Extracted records
● ● ● ●
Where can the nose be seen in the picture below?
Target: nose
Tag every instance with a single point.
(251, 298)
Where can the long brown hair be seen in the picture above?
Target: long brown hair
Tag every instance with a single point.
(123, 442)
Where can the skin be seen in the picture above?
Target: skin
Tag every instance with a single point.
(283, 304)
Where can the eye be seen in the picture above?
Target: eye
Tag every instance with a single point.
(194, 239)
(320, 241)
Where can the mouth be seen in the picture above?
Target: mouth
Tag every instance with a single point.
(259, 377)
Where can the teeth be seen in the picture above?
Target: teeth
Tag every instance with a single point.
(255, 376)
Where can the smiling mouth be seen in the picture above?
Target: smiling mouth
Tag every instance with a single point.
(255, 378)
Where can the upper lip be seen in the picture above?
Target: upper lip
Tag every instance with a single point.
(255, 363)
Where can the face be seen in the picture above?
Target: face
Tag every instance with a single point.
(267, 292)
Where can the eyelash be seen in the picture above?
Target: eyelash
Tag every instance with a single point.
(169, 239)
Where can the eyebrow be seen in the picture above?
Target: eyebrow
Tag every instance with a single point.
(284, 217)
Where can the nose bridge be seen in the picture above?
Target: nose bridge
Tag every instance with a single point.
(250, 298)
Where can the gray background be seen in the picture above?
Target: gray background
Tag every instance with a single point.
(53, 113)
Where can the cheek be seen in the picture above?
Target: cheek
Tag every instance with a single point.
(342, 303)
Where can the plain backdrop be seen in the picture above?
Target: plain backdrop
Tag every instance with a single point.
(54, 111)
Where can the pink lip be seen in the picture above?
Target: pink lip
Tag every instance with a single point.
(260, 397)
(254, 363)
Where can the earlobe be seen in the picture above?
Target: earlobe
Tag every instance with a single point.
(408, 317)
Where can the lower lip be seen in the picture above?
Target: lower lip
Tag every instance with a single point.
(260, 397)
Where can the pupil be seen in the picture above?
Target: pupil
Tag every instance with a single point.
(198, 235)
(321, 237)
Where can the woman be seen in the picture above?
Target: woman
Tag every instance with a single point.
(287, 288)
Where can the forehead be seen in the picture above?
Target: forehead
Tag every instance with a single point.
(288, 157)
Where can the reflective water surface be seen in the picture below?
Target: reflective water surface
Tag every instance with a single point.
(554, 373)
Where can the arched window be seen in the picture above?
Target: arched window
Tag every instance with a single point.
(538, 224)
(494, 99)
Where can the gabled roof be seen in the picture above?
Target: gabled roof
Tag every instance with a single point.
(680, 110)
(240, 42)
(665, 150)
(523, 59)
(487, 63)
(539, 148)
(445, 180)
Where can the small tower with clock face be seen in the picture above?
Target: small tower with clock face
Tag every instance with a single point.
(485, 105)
● ● ● ●
WORK INSTRUCTIONS
Write out the lines again from the one containing "Where can the arched" through the last line, requests included, and offset every coordinate in the answers by adding 95 to each number.

RESULT OF THE EXERCISE
Where can the arched window be seen in the picture above?
Target: arched window
Tag every instance with a single point.
(633, 319)
(589, 194)
Where can the gabled roof be seen in the picture above?
Target: gabled roof
Tag every instance with a single point.
(775, 205)
(335, 137)
(760, 245)
(618, 154)
(582, 158)
(634, 243)
(540, 275)
Where can the small tower with clock face be seen in the picture above?
Target: small tower with clock face
Tag every instance with a single point.
(580, 200)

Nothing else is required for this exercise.